------ Extrait choisi
D’après Jean Genet / Mise en scène par Sandra Gaudin / Cie un air de rien / La Grange de Dorigny hors les murs / du 17 au 23 décembre 2021.
Des deux côtés du miroir
17 décembre 2021
Par Nathan Maggetti
Revisitant le classique de Jean Genet, Sandra Gaudin le teinte d’une exubérance et d’un comique rafraîchissants. L’esthétique kitsch et la direction d’acteur.ice.s qui joue sur l’excès construisent un Balcon tout en illusions, où pulsions et désirs dictent leur réalité, élaborent des mondes qui deviendront vrais à force de ne pas exister. Miroir du « bordel dans lequel nous vivons », le spectacle en donne un reflet au scintillement de boule à facettes, explorant les nombreuses dimensions du texte de Genet, celles de l’univers des représentations et celles de l’espace scénique. Avec une éparpillement visuel répondant au bal des illusions que proposait Genet.
------------
- Consigne A -
Recopiez à l'identique le passage de la critique qui commence par les mots « Des deux côtés » et s'achève sur « que proposait Genet. ».
- Consigne B -
Selon la critique, quelle compagnie présente ce spectacle ?
------ Les données
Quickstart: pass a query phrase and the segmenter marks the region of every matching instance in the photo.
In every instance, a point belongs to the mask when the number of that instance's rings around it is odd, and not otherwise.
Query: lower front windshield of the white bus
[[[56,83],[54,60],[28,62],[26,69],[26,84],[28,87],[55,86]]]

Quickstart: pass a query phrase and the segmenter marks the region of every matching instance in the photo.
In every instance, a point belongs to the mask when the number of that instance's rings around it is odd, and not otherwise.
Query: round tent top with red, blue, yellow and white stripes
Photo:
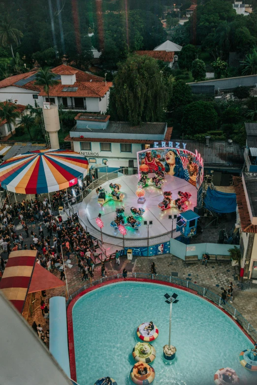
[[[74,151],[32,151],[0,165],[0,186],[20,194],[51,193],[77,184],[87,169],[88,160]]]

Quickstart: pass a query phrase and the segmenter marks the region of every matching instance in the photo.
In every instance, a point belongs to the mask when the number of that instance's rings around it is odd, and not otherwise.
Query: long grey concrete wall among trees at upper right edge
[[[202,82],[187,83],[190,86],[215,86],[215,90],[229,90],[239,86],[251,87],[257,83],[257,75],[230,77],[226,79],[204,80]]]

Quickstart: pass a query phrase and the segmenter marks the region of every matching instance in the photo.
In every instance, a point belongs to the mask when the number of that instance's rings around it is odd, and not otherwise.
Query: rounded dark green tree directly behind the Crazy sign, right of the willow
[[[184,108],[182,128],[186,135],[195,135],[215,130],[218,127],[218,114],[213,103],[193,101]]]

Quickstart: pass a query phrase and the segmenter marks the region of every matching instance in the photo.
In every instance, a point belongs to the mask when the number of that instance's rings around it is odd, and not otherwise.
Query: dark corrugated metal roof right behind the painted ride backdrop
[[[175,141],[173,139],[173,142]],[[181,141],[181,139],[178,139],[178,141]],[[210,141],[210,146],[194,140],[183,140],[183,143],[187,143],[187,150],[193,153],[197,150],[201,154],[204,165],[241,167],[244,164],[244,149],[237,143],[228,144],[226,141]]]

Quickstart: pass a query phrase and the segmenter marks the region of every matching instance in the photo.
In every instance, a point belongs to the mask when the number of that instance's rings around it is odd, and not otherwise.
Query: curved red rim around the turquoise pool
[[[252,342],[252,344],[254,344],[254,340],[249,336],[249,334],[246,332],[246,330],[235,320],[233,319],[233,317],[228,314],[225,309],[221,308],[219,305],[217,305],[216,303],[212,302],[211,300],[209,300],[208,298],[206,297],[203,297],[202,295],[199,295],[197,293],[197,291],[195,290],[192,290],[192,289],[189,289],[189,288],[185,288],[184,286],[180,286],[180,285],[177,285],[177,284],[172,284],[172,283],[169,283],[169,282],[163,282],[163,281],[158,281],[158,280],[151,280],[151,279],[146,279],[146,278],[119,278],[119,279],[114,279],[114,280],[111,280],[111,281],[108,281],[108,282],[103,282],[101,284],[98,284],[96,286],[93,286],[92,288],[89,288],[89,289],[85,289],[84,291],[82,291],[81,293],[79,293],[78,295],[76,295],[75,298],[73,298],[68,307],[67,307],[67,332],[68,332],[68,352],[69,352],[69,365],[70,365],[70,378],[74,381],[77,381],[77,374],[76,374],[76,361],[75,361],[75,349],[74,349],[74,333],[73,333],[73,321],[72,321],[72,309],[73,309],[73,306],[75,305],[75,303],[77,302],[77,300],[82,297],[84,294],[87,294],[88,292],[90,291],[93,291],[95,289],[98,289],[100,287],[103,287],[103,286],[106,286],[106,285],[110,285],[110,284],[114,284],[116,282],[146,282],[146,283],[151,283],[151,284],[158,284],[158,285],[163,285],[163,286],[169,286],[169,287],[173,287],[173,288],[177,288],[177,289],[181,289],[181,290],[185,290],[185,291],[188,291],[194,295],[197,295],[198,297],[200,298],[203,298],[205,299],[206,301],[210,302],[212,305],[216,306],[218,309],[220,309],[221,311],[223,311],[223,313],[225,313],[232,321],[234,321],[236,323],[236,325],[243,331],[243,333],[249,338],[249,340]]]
------------
------ Les données
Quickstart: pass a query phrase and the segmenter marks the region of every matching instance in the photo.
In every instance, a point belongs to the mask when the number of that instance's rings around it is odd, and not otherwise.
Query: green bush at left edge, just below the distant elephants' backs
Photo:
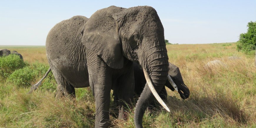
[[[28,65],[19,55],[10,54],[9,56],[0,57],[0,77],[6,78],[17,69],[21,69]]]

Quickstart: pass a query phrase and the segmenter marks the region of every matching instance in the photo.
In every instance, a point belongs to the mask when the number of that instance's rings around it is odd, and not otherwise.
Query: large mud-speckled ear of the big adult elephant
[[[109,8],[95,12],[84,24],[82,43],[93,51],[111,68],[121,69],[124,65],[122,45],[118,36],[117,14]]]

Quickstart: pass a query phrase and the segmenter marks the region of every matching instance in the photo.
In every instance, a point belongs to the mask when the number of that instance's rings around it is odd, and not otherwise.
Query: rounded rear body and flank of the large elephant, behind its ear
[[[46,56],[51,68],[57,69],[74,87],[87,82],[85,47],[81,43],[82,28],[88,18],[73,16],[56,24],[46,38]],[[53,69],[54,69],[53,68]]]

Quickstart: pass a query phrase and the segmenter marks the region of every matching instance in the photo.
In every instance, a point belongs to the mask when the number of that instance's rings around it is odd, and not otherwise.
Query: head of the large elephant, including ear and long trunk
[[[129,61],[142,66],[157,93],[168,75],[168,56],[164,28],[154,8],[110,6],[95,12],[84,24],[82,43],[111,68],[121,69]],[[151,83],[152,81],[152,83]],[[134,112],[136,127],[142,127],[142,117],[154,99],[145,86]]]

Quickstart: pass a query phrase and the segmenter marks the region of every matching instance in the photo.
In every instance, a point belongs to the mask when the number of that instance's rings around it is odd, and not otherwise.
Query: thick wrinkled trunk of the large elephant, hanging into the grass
------------
- Réponse A -
Des deux côtés du miroir
17 décembre 2021
Par Nathan Maggetti
Revisitant le classique de Jean Genet, Sandra Gaudin le teinte d’une exubérance et d’un comique rafraîchissants. L’esthétique kitsch et la direction d’acteur.ice.s qui joue sur l’excès construisent un Balcon tout en illusions, où pulsions et désirs dictent leur réalité, élaborent des mondes qui deviendront vrais à force de ne pas exister. Miroir du « bordel dans lequel nous vivons », le spectacle en donne un reflet au scintillement de boule à facettes, explorant les nombreuses dimensions du texte de Genet, celles de l’univers des représentations et celles de l’espace scénique. Avec une éparpillement visuel répondant au bal des illusions que proposait Genet.

- Réponse B -
La Cie un air de rien.